◆ SHORT TASK
Reproduce the following material word for word, leaving out the picture.

◆ INFORMATION PROVIDED

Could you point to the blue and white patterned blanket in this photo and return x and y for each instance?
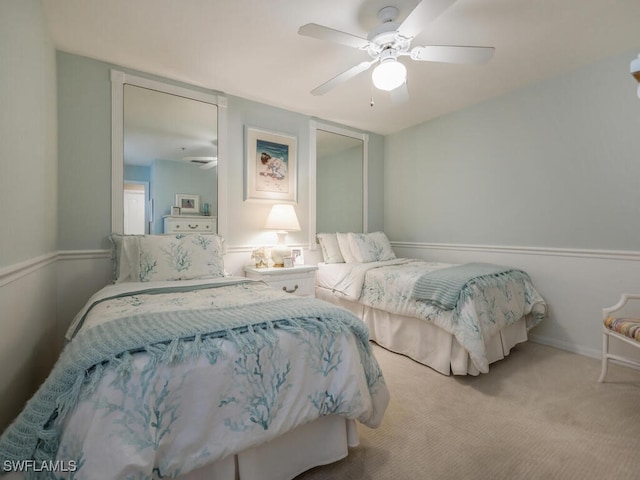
(158, 382)
(480, 315)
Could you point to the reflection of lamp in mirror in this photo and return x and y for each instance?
(282, 219)
(635, 71)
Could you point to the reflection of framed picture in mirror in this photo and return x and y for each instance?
(296, 256)
(188, 203)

◆ WORKED SOLUTION
Could you point to the blue and white patterned blanket in this photo and return x and y for each instance?
(158, 382)
(480, 315)
Could you point to the reflection of lamp in mirror in this photo and return x and y for each instance?
(282, 219)
(635, 71)
Could you point to the reflection of framed picture in mirror in this photo and return x and y for each instance?
(296, 256)
(188, 203)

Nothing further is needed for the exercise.